# SUPPLIED RECORDS start

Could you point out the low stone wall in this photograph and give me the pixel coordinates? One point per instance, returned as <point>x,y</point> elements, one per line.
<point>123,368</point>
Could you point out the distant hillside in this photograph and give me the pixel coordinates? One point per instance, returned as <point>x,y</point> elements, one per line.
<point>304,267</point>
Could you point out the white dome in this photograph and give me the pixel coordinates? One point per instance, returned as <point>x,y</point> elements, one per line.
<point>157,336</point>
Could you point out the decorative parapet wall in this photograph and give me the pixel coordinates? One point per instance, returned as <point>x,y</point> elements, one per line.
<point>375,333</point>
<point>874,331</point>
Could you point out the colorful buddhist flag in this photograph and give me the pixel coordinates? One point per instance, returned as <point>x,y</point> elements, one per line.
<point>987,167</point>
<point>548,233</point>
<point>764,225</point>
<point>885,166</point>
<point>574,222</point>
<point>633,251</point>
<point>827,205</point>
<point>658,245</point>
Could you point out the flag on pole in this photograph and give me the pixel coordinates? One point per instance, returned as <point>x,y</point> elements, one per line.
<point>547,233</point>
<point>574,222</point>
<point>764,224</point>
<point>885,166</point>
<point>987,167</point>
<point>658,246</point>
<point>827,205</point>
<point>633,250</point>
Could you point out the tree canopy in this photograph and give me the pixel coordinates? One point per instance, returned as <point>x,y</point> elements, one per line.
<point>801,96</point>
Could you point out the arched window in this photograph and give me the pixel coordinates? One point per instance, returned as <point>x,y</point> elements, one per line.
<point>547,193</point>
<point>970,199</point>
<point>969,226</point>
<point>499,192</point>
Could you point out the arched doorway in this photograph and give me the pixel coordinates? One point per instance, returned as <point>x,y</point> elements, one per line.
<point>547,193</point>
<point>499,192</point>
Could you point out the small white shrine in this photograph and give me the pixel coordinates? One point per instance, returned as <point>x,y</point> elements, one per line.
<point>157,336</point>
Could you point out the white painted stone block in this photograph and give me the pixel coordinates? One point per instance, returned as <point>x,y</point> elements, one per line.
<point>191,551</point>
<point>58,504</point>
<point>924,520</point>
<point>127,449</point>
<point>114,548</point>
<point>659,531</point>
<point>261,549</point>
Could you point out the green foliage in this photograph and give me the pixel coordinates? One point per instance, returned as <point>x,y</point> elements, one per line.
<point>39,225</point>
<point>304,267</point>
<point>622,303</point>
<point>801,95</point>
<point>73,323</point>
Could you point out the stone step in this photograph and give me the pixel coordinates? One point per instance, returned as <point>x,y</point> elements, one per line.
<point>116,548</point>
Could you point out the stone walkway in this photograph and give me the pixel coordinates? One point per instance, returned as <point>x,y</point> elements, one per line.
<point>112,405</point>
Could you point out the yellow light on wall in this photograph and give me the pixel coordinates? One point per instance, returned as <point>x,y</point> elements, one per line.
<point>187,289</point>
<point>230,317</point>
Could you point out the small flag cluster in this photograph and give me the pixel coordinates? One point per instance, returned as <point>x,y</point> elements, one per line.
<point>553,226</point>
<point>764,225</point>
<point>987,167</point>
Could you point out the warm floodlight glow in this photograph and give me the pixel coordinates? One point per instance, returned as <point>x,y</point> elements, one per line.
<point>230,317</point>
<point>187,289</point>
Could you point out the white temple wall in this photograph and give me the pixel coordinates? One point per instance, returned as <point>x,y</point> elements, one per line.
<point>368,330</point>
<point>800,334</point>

# SUPPLIED RECORDS end

▶ DIRECTIONS FOR THIS TASK
Reproduce every entry above word for word, line by line, without changing anything.

▶ SOLUTION FOR THIS PROBLEM
Could you point out the low stone wall in this photograph and give me the pixel coordinates? One point per instance, returned as <point>x,y</point> elements, one per line.
<point>123,368</point>
Could you point out the distant hillside in this photograph and give me the pixel coordinates? One point per instance, returned as <point>x,y</point> elements, one per line.
<point>304,267</point>
Could you point out the white dome in this photograph and give me the pixel coordinates? One point per instance, returned as <point>x,y</point> elements, one per line.
<point>157,336</point>
Could you point out the decorative parapet wall in this photograph and give me the pixel coordinates? One point per instance, returned as <point>x,y</point> elements, one per line.
<point>375,333</point>
<point>874,331</point>
Could you point out the colorful buddhist flag in this photograph and give me the pixel coordinates? One point per instance, returned as <point>x,y</point> elements, one per line.
<point>987,167</point>
<point>548,233</point>
<point>764,225</point>
<point>885,166</point>
<point>574,222</point>
<point>633,251</point>
<point>827,205</point>
<point>658,245</point>
Could you point out the flag on pole in this photograph and give me the pixel coordinates? One point per instance, returned as <point>x,y</point> elements, one per line.
<point>547,233</point>
<point>574,222</point>
<point>764,224</point>
<point>885,166</point>
<point>987,167</point>
<point>658,246</point>
<point>827,205</point>
<point>633,250</point>
Could you point out the tree canopy in this photograph and give me the pixel coordinates? One point per instance, returned as <point>x,y</point> elements, one per line.
<point>801,96</point>
Could you point out the arched window in this photograph and give me the pixel coordinates? One point per instance, returned as <point>x,y</point> elements, one per line.
<point>547,193</point>
<point>970,199</point>
<point>969,226</point>
<point>499,192</point>
Could you point out the arched doorway in this photograph and give me the pixel coordinates? One point per instance, returned as <point>x,y</point> elements, one per line.
<point>547,193</point>
<point>499,192</point>
Could you point out the small white shrine in this photograph and give me the pixel coordinates? One point per instance, returned as <point>x,y</point> elements, one per line.
<point>157,336</point>
Could you point out the white painted stone block in this photograph and give me the pixel coordinates? One point per instance, returned as <point>x,y</point> elements, one per line.
<point>191,551</point>
<point>58,504</point>
<point>924,520</point>
<point>127,449</point>
<point>114,548</point>
<point>659,531</point>
<point>261,549</point>
Could you point out the green foliage in this photograph and give me the pixel coordinates? One point per instance, returned as <point>x,y</point> elements, one per line.
<point>39,225</point>
<point>304,267</point>
<point>622,303</point>
<point>801,95</point>
<point>73,323</point>
Could you point out the stone step in this photograph and give me the pixel coordinates? One point per instance, returned as <point>x,y</point> elements, one per line.
<point>116,548</point>
Could you point out the stone walkway in this photograph and give me the pixel coordinates? One point per instance, returned as <point>x,y</point> elements, one per line.
<point>112,405</point>
Could you point out the yellow light on wall in this photograph and give me the pixel coordinates? One point per instance, returned as <point>x,y</point> elements, one per line.
<point>187,289</point>
<point>230,317</point>
Could you point out the small flag cluster in this photograph and give me the pixel coordinates? One point per instance, returned as <point>x,y</point> elements, one per line.
<point>553,226</point>
<point>764,225</point>
<point>987,167</point>
Could you point out the warm floodlight glow in this photograph and give me the pixel coordinates? One point per instance, returned as <point>x,y</point> elements, one per line.
<point>230,317</point>
<point>187,289</point>
Could you point out the white temple wall in this photograph and give me the pixel coordinates? One point per instance, returned as <point>x,y</point> elements, one per line.
<point>368,330</point>
<point>800,334</point>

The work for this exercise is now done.